● **TASK REQUIREMENTS**
Word for word, print each line of the listing below; pictures stay out.

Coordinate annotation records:
----------------------------------------

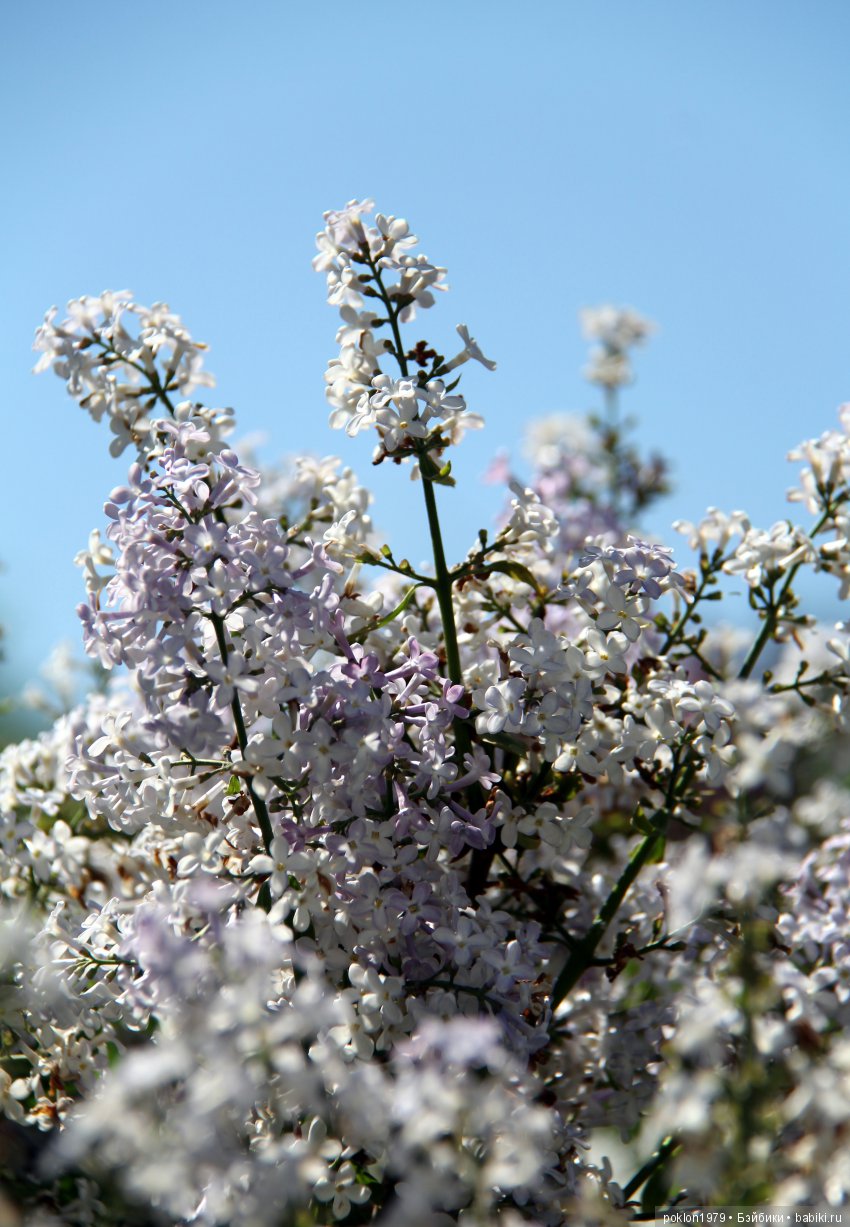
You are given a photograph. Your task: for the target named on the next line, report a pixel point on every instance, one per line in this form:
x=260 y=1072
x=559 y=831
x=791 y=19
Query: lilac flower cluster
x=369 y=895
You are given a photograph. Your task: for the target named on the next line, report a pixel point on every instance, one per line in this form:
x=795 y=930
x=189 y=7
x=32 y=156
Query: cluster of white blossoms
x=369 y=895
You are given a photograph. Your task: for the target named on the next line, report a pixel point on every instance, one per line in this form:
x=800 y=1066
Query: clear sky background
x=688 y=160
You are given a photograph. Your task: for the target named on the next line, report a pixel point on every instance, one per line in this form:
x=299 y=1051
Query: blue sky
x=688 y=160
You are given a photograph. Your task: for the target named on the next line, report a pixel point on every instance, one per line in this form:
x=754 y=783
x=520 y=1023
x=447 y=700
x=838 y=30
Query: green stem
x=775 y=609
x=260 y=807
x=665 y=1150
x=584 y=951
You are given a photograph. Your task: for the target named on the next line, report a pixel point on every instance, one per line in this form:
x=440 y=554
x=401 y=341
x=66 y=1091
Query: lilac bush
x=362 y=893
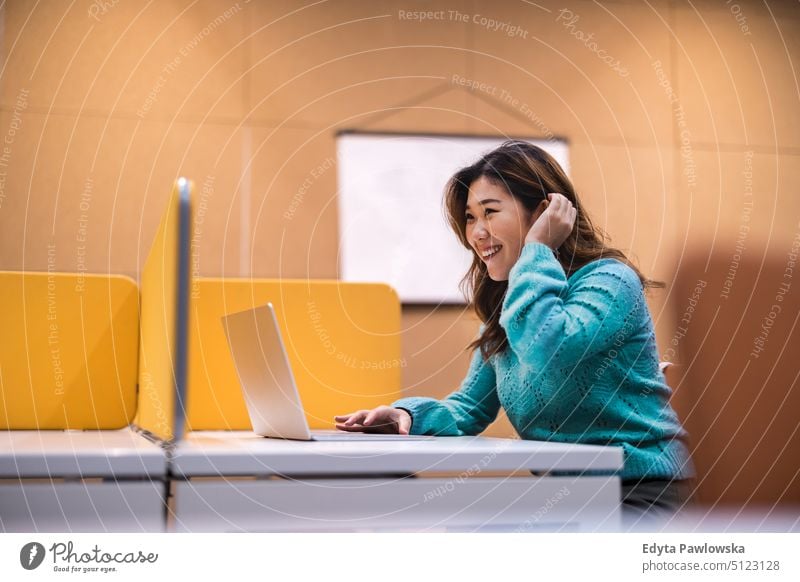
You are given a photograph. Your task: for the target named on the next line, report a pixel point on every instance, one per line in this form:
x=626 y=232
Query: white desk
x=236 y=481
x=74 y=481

----------------------------------------

● **WRITTEN RESPONSE**
You are given a photograph. Your task: for the target named on the next line, report a pixel point on every instance, one per line in this form:
x=260 y=1072
x=559 y=831
x=791 y=19
Query: lilac flower cluster
x=369 y=895
You are given a photograph. Your task: for the target named on the next line, report a pixel point on every instance, one per line in this form:
x=795 y=930
x=189 y=7
x=32 y=156
Query: cluster of white blossoms
x=369 y=895
You are given a photograph. Your task: for the target named on the next line, report a pixel point on every instance, one per line in this form:
x=800 y=1066
Query: clear sky background
x=688 y=160
You are given a photograph. Your task: for the target named on the next line, report a pixel point on every instance, one per line in this form:
x=299 y=1051
Query: blue sky
x=688 y=160
You are given a photograph. Your task: for the target named on the next line, report a pixel point on every instance, one per line in this form:
x=754 y=783
x=520 y=1023
x=447 y=700
x=838 y=30
Query: green stem
x=775 y=609
x=260 y=807
x=665 y=1150
x=584 y=951
You are given a photograph. Your task: for the target named on the next line, report a pixel point on every instance, one per line in this form:
x=440 y=554
x=401 y=341
x=66 y=1091
Query: lilac bush
x=362 y=893
You are given a photograph. Your task: for the target named on the next line, report a pixel point on every instance, one per line in this form:
x=626 y=232
Query: white desk
x=236 y=481
x=74 y=481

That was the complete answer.